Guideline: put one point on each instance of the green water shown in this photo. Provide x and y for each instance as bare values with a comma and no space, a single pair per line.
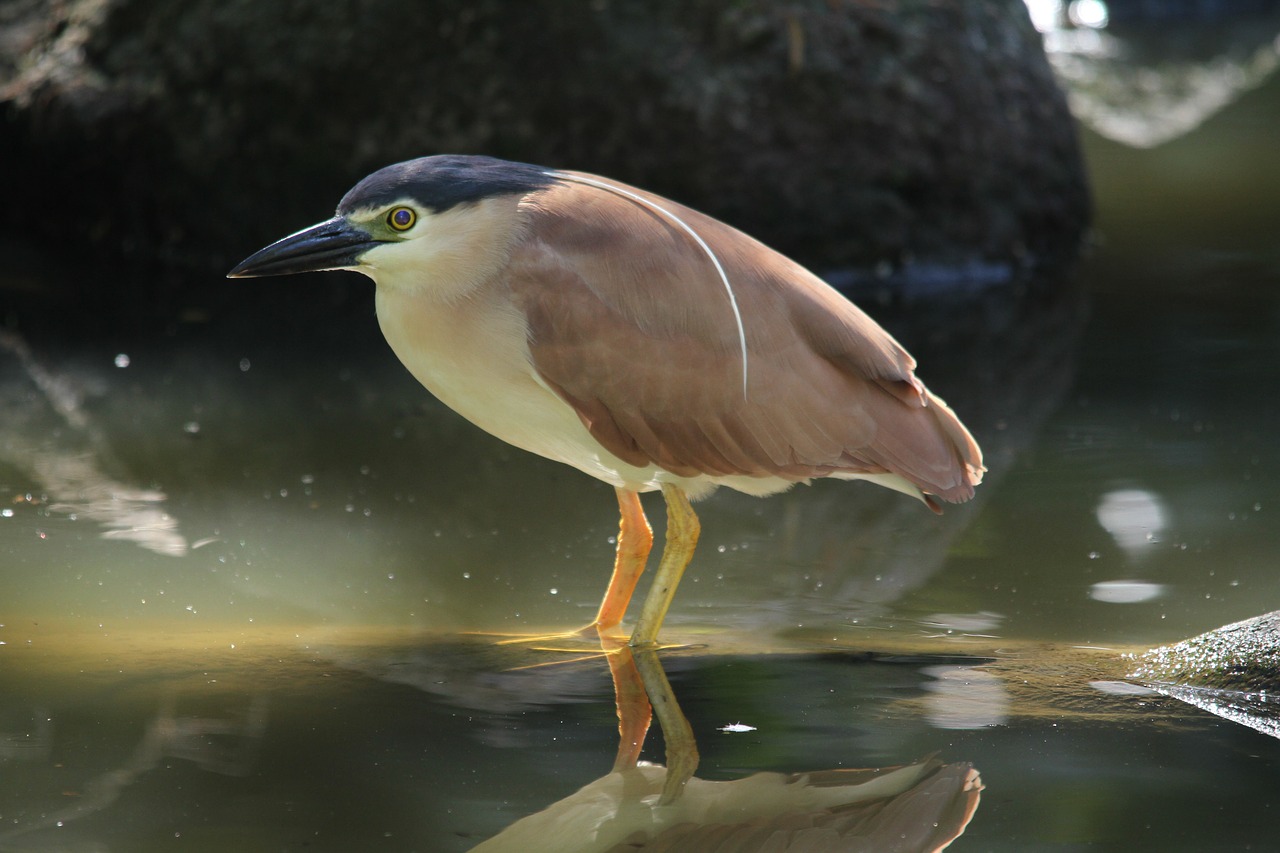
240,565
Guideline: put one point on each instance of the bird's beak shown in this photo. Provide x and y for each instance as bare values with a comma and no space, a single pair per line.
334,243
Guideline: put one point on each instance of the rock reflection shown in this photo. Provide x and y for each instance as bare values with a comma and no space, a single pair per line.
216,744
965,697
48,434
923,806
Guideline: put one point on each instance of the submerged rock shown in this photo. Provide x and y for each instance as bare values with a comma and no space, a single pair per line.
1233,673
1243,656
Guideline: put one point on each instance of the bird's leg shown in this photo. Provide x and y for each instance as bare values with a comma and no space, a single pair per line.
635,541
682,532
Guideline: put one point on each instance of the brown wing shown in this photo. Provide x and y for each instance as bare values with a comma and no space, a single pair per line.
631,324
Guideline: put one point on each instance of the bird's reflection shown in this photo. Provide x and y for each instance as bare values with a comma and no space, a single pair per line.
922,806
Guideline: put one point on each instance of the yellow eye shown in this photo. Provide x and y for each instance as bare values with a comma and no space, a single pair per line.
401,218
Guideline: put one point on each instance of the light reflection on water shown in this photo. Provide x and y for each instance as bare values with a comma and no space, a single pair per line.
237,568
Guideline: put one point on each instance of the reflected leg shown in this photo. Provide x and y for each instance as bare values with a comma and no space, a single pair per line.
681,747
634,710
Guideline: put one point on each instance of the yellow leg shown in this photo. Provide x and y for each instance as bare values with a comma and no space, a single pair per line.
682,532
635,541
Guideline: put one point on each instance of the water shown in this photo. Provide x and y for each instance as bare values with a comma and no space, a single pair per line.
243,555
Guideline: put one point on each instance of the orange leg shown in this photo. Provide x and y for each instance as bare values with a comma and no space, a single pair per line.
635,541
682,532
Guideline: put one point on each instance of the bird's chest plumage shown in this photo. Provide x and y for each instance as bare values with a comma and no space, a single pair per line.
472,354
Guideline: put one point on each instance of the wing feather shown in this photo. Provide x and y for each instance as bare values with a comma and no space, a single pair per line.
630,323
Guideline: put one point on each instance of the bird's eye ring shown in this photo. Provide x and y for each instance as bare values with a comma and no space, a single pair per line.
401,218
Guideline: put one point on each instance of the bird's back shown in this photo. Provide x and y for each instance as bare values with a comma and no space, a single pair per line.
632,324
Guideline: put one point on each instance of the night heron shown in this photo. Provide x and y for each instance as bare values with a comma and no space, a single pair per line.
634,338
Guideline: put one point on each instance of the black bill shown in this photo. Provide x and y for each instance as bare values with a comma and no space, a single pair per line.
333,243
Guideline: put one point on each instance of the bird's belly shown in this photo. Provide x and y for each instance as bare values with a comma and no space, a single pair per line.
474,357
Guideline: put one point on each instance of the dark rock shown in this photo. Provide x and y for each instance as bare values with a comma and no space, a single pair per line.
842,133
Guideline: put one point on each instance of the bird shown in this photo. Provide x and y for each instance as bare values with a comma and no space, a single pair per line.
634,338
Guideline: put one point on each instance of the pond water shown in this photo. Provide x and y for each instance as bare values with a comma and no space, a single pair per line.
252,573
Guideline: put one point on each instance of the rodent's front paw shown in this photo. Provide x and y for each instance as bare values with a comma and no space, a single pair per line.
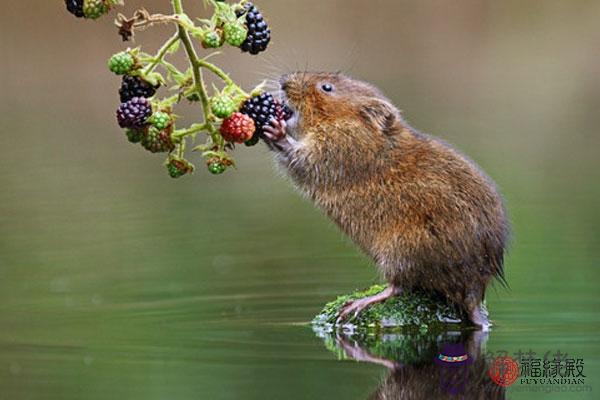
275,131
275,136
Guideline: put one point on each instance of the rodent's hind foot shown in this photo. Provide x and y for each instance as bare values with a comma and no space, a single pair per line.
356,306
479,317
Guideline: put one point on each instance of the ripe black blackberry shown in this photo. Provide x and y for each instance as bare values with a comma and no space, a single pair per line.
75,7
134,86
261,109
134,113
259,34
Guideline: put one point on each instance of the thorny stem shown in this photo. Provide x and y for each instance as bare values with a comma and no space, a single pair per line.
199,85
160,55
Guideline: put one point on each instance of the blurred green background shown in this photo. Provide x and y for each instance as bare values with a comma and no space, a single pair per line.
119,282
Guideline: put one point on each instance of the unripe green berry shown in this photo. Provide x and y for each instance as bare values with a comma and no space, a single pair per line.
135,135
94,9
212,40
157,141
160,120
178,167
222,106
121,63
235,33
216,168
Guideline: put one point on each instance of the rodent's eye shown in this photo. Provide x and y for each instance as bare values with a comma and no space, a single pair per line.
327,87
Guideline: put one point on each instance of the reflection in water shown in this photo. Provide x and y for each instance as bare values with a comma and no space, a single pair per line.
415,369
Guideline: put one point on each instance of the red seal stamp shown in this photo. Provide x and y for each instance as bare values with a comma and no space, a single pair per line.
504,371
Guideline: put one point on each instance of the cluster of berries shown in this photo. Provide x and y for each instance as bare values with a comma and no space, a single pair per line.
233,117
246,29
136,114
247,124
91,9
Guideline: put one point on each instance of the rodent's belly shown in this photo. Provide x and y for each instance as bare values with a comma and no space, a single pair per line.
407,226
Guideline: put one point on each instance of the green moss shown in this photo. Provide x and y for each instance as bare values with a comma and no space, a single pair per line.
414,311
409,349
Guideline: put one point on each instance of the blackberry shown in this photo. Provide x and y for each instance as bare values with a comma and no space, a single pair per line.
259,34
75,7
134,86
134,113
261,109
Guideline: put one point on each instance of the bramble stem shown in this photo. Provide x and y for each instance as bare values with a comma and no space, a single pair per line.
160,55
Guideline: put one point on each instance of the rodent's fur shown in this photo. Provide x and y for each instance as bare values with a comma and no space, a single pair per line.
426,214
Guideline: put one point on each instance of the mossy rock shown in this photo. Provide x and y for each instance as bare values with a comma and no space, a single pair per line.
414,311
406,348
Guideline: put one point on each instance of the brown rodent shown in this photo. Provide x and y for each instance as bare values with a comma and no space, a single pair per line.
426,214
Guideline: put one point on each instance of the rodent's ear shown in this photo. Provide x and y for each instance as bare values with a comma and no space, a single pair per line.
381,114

» Exercise task:
Reproduce each record above by retyping it exactly; omit all images.

» Result for this task:
Guideline: put one point on each instance of the green water shown in this photo. Provide x and y for each instance as bare values with a comma and no space, a single pair per line.
240,565
Guideline: put one point on each instance of the bird's beak shown in this photo. Provide x and y for each instance as bare values with a comma and no space, a single pair per line.
334,243
Guideline: put one point on each instance of the rock reflection shown in this photo. Provide x and y for each instance as bare values with a comma and no space, a single pair per line.
216,744
965,697
48,434
923,806
Guideline: put one point on each instance of the submerged rock shown in this photo. Provide x and y for each instance as bare values with a comma and no space, a single pair per line.
1233,673
1243,656
Guideline: put one point on each instance of the bird's leg shown in this photo. Provide x and y for each instance as bare values with a comma and no space, a single pair per line.
635,541
682,532
Guideline: put one point on each instance of the brown wing shown in this photo. Provide x and y for each instance as bare values with a comma and no space, a single pair per line.
631,324
Guideline: put one point on each instance of the bird's reflection shown in this photo. Provide x and y for each instance as bare values with a comma and no space, a single pair per line.
922,806
Guideline: put one point on each instance of the yellow eye shown in this photo. Provide x and y for each instance as bare values with a comma and no space, a single pair per line.
401,218
Guideline: put one point on each instance of the light reflection on water shown in this photo. Provide x and y for each instance as bare values with a comma and no space, a single pair per line.
237,568
Guideline: put one point on each instance of the reflected leg shown in this photo. Provide x and y for each instance as bare values with a comma and no space, a single pair per line.
681,747
634,710
Guideline: put one point on each instance of the yellow leg shown in this photo. Provide x and y for each instance as bare values with a comma and no space, a single pair per line.
682,532
635,541
Guideline: put one point on each instance of the water shown in this photo. Provide x and y for each instance as bare values with a comma and no space, a single pair per line.
243,555
Guideline: put one point on each instance of the orange leg shown in this photo. Provide x and y for each instance as bare values with a comma and no space, a single pair per line.
635,541
682,532
Guideline: put one point on each instance of the bird's chest plumage shown in this photo. Provide x and y for each instance as bare values with a comma and no space, a single pair per line.
472,354
Guideline: put one point on each instance of the wing feather shown in this photo. Provide x and y for each instance as bare values with a comma and no space, a single pair per line.
630,323
Guideline: put one point on each instance of the bird's eye ring shown in this photo. Provide x and y for each instance as bare values with a comma and no space, a single pair per line.
401,218
Guideline: put one point on each instance of the bird's back shown in this photo. Provide x and y for each instance as bare values with a comma and no space, a single pair per line.
632,324
Guideline: put one point on each instance of the night heron shown in this photo. Provide x and y for each instance as bare values with a comma and no space, a single pair per line.
634,338
Guideline: put one point on each instance of the black bill shown in this photo. Provide x and y for each instance as bare values with a comma and no space, a single pair per line.
333,243
Guideline: put one point on each instance of the bird's belly shown in this photo. Provide x and y for each instance as bare values with a comma and no space, a single pair per line.
474,357
Guideline: put one point on each instance of the dark rock shown in this photo. Provide x and y for each instance as bare values with a comma and no space, a single pair per line.
842,133
Guideline: put one point on each instance of the bird shown in this photo. Provide x and y for each instance as bare values with a comma and no space, a single pair per line.
634,338
Guideline: put one point on each instance of the pond water shown in this photo. Provide x and y for each instance as bare values with a comma and no space, a single pair per line.
252,573
Guideline: put one point on each instance of the rodent's front paw shown in this photo. Provide x and y for each instance as bare values with a comma and no space, a single pair per line.
275,131
275,136
Guideline: put one point on each instance of the rodent's hind foot shown in this photo. Provide x and y for each instance as bare values with a comma and no space, a single pair per line.
356,306
479,317
Guideline: put one point on each instance of the ripe black blackberry shown in this photo. Provide x and y for each instance as bare values with a comma and no space, a single pair per line.
75,7
134,86
261,109
134,113
259,34
Guideline: put one point on each instance of the thorny stem shown in this photo. Provide x and y for each instance as bare values with a comma and no space, a single pair per line.
199,85
160,55
Guideline: put one point on each instance of the blurred green background shown in this photo. Provide x and y for each instance as bare values with a comma and no space, a single pair per line.
119,282
Guideline: put one point on each instance of the unripe green berry shown in this photo. Provide x and y for each instance as bare values with a comma and no space, a single pair per line.
135,135
94,9
212,40
157,141
160,120
178,167
222,106
121,63
235,33
216,168
Guideline: put one point on each instance of the rodent's eye shown in this photo. Provide x and y for each instance as bare values with a comma and no space, a single pair per line.
327,87
Guideline: put one point on each instance of the reflection in water shown in this photo. Provide x and y for each instance as bare values with a comma and no space, a single pair per line.
415,369
Guideline: put one point on each instance of the red seal stamp shown in this photo. Provide x and y for each instance as bare values with a comma and no space, a single pair per line.
504,371
Guideline: put one point on each instance of the cluster of berries shown in this photo. Provide x and y for each instance as bare values with a comma and no space, a single pair per line.
233,117
246,29
136,114
247,124
91,9
Guideline: put one point on each instance of the rodent's belly shown in this photo. Provide x and y for each instance as bare values with a comma and no space, a single pair per line.
407,226
Guideline: put one point on each instance of the green moss shown in this photo. Provide x and y for each instance as bare values with a comma and no space, a single pair per line.
414,311
409,349
Guideline: put one point on each instance of the blackberry shown in this photo. Provide x and y for each instance as bare values with a comma and no space, a single pair per line.
259,34
75,7
134,86
134,113
261,109
Guideline: put one point on each instance of the bramble stem shown in this photo. Provide x and y for each instance as bare values with a comma and no space, a single pair per line.
160,55
Guideline: put one point on each instance of the rodent's fur shown in this photo. Provide x and y for each instance as bare values with a comma and no space, a single pair per line.
426,214
Guideline: put one point on each instance of the mossy rock shown in this photo. Provide x and y for each instance as bare values with a comma and no space, a single pair per line.
414,311
406,348
Guideline: put one point on each instance of the brown rodent shown in this photo. Provide x and y for each instance as bare values with a comma and no space, a single pair per line.
426,214
Guideline: put one point on each instance of the rodent's ear shown in this photo. Provide x and y for each instance as bare values with a comma and no space, a single pair per line.
381,114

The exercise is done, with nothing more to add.